**Instruction**. Reproduce every one of the following rows word for word, keeping their original order.

**Working data**.
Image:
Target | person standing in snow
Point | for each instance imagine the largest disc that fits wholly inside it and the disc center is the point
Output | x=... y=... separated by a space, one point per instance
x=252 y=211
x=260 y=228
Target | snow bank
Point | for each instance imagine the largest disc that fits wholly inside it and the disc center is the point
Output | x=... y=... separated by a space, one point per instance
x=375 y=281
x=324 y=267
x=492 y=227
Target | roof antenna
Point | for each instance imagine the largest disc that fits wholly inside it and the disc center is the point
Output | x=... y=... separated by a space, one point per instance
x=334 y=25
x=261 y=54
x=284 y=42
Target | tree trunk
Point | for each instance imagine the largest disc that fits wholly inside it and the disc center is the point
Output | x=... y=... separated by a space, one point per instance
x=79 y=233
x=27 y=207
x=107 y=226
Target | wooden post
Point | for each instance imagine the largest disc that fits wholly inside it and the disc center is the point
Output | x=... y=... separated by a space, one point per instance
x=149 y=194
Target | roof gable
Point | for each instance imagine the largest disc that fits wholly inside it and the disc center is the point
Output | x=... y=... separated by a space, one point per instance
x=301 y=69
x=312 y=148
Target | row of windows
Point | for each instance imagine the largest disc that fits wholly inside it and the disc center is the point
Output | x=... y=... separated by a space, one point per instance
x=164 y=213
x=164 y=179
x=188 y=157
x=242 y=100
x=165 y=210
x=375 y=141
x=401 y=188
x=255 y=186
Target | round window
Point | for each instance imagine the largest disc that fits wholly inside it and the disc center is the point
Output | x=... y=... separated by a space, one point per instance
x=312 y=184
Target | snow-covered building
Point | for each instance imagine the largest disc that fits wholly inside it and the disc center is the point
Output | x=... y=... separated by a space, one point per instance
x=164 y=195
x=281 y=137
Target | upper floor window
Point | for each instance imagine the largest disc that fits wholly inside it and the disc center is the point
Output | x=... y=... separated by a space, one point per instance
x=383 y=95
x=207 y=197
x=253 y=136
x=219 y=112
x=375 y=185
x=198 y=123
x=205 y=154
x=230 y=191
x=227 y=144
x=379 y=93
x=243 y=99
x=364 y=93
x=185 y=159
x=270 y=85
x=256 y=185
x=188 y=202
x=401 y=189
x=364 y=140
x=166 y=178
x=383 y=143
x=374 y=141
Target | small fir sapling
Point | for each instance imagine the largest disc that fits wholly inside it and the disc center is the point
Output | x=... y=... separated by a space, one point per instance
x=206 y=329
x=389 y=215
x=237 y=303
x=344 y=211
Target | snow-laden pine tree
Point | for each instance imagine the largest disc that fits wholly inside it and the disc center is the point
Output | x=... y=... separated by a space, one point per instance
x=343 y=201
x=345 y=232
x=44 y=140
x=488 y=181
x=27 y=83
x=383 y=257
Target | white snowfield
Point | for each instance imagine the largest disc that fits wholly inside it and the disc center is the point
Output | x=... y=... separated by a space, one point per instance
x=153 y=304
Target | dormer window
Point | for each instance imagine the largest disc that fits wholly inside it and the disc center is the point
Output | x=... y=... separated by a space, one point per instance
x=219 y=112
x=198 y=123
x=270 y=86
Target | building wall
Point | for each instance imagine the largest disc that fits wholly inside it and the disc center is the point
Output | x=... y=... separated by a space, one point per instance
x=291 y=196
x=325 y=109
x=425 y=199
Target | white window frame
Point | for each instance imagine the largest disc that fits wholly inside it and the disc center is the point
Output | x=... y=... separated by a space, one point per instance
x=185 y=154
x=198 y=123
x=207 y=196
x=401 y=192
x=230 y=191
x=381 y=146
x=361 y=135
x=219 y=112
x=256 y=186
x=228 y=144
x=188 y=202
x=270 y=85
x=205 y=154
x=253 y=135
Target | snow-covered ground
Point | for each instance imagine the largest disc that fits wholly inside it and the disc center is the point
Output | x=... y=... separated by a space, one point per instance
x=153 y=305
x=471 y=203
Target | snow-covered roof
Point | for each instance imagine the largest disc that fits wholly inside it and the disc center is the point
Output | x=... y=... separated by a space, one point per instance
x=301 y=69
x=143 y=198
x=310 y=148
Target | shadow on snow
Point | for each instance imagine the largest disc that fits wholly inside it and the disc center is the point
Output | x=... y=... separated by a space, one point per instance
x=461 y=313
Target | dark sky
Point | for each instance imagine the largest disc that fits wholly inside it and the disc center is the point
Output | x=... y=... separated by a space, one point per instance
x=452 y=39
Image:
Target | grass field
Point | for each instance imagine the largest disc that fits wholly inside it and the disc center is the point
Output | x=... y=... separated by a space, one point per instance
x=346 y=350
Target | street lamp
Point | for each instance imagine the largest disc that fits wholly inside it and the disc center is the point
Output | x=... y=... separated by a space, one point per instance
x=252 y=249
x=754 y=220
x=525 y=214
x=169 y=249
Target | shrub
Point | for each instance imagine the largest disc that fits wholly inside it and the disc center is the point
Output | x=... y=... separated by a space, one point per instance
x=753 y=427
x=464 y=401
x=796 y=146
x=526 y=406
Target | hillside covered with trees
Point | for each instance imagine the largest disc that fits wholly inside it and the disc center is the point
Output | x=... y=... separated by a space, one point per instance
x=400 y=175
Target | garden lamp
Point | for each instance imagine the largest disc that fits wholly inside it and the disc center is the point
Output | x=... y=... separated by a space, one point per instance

**Answer to this problem**.
Image:
Target | person standing in snow
Point | for each instance imagine the largest disc that fits wholly inside it and the disc center is the point
Output | x=... y=... separated by a space, one point per instance
x=252 y=211
x=260 y=228
Target | snow bank
Point | for each instance imagine the largest disc that fits wholly inside it and the disc center is the point
Output | x=... y=... separated by a space, one point per instance
x=375 y=281
x=324 y=267
x=492 y=227
Target | roof antenna
Point | for each instance imagine the largest disc that fits wholly inside it and the disc center is the point
Output | x=... y=... separated by a space, one point per instance
x=334 y=25
x=261 y=54
x=284 y=42
Target | tree trunk
Point | for each instance imagine the largest disc that fits wholly inside it and the disc center is the point
Output | x=... y=... separated by a space, one point per instance
x=79 y=233
x=27 y=207
x=107 y=226
Target | wooden post
Point | for each instance imagine the largest disc that fits wholly inside it and the disc center is the point
Output | x=... y=... separated by a space, one point per instance
x=149 y=194
Target | roof gable
Point | for each instance imagine the largest disc that fits wholly inside it and the disc center is the point
Output | x=... y=... separated by a space, one point per instance
x=301 y=69
x=312 y=148
Target | row of windows
Point | for each instance imagine the largest disc that fits wholly inside it and the disc center is the point
Output | x=... y=... separated by a space, one point per instance
x=164 y=213
x=164 y=179
x=188 y=157
x=242 y=100
x=165 y=210
x=375 y=141
x=401 y=188
x=255 y=186
Target | round window
Point | for each instance imagine the largest disc that fits wholly inside it and the disc center is the point
Output | x=... y=... separated by a space, one point per instance
x=312 y=184
Target | snow-covered building
Point | for each instance imagine the largest disc that fits wholly inside it and the disc center is the point
Output | x=... y=... separated by a space, one point per instance
x=164 y=195
x=281 y=137
Target | upper floor window
Point | for each instance imagine the largest disc that fits wholly inside it and the disc center is the point
Output | x=... y=... separated by a space, one point per instance
x=383 y=95
x=207 y=197
x=253 y=136
x=219 y=112
x=375 y=185
x=198 y=123
x=205 y=154
x=230 y=191
x=227 y=144
x=379 y=93
x=243 y=99
x=364 y=93
x=185 y=159
x=270 y=85
x=256 y=185
x=188 y=202
x=401 y=189
x=364 y=140
x=166 y=178
x=383 y=143
x=374 y=141
Target | small fir sapling
Point | for each instance imagine the largest disc that fits wholly inside it and the disc center is the point
Output | x=... y=... separated by a space, one point per instance
x=206 y=329
x=389 y=215
x=237 y=303
x=344 y=211
Target | snow-laden pine tree
Point | for each instance imagine the largest disc that fits wholly inside it and the disc center is the point
Output | x=... y=... separated by a space, one point per instance
x=343 y=201
x=345 y=232
x=44 y=140
x=488 y=181
x=27 y=83
x=383 y=257
Target | white snowfield
Point | for each instance imagine the largest disc that fits wholly inside it and the disc center is the point
Output | x=... y=... separated by a space, one point per instance
x=153 y=304
Target | dormer window
Point | for each instance imagine the largest disc that fits wholly inside it and the disc center is the point
Output | x=... y=... separated by a space, one point per instance
x=219 y=112
x=198 y=123
x=270 y=86
Target | building wall
Point | for each instance imagine the largest disc that fits wholly inside it and the disc center is the point
Output | x=... y=... separated by a space, one point per instance
x=291 y=196
x=325 y=109
x=425 y=199
Target | white window frame
Point | for each instance imagine the largest disc that fits wholly inside it and the disc center is the point
Output | x=... y=... separated by a space, one point per instance
x=185 y=154
x=198 y=123
x=207 y=196
x=401 y=192
x=230 y=191
x=381 y=146
x=361 y=135
x=219 y=112
x=256 y=186
x=228 y=144
x=188 y=202
x=270 y=85
x=205 y=154
x=253 y=135
Target | snow-covered ground
Point | for each instance imagine the largest disc that fits wholly inside it and the disc center is the point
Output | x=... y=... separated by a space, one point per instance
x=153 y=305
x=471 y=203
Target | snow-covered roof
Point | for each instance imagine the largest disc that fits wholly inside it and the disc center is the point
Output | x=... y=... separated by a space, one point per instance
x=301 y=69
x=143 y=198
x=310 y=148
Target | shadow on snow
Point | for each instance imagine the largest disc that fits wholly inside it and the disc center is the point
Output | x=... y=... separated by a space, one point per instance
x=461 y=313
Target | dark sky
Point | for each instance imagine the largest disc that fits wholly inside it and the disc center is the point
Output | x=... y=... separated by a space, one point per instance
x=452 y=39
Image:
Target | grass field
Point | for each instance imagine the largest disc that fits wholly inside it and the disc center is the point
Output | x=... y=... separated by a space, one point per instance
x=346 y=350
Target | street lamp
Point | for each instance imagine the largest disc that fits wholly inside it and the disc center is the point
Output | x=... y=... separated by a space, one point per instance
x=252 y=249
x=754 y=220
x=525 y=214
x=169 y=249
Target | shrub
Point | for each instance imagine the largest disc that fits wholly inside it and the disc center is the point
Output | x=... y=... separated by a space, one point per instance
x=753 y=427
x=464 y=401
x=796 y=146
x=526 y=406
Target | hillside covered with trees
Point | for each instance imagine the largest disc that fits wholly inside it and the disc center is the point
Output | x=... y=... separated by a space, one point per instance
x=400 y=175
Target | garden lamp
Point | for each instance imagine the largest disc that fits wholly inside it and the disc center is the point
Output | x=... y=... separated by a space, one point per instance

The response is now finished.